##### Text under study #####
The State of Texas: July 29, 2015
Under pressure, officials release more footage in the Sandra Bland case, and another cobra sighting, but this time in Houston.
Prank of the day
Will juvenile jokes on road signs ever get old? Someone in Dallas didn’t think so, posting a silly, if somewhat crude, message on the Central Expressway. Officials say it “wasn’t hacked remotely,” reports the Morning News. “[TxDOT] hasn’t determined if an employee of the contractor typed the message or a passerby took advantage of an unlocked control panel on the machine.” Never change, Dallas. Never change:
Texas by the numbers
Highways of Hell – Number of Texas cities among the country’s top twenty cities with the worst roads: two. San Antonio’s rank: 12th. Percentage of roads considered to be in poor condition: 49 percent. El Paso’s rank: 15th. Percentage of roads in poor condition: 46 percent.
Hecho en Tejas: State’s rank, nationally, for most goods produced: second. Total portion: more than 11 percent. Production index for July: –1.9. For June: –6.5.
What Oil Bust? – Estimated amount of state’s crude oil production for 2015: 1.284 billion barrels. Previous record: 1.263 billion barrels. Year that happened: 1972. Peak month on the Texas Petro Index in October 2014: 312 barrels. TPI in June of 2015: 255.7. Drop since same time in 2014: 17 percent.
##### Data section #####
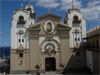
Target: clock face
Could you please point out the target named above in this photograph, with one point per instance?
(49, 27)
#####
**What you will do**
Answer these questions about the Texas news roundup.
(a) On which road in Dallas was the prank message posted?
(b) Which Texas city ranked 12th for worst roads in the country?
(c) What was the previous record for the state's crude oil production, and in what year was it set?

**Output of the task**
(a) The Central Expressway.
(b) San Antonio.
(c) 1.263 billion barrels, set in 1972.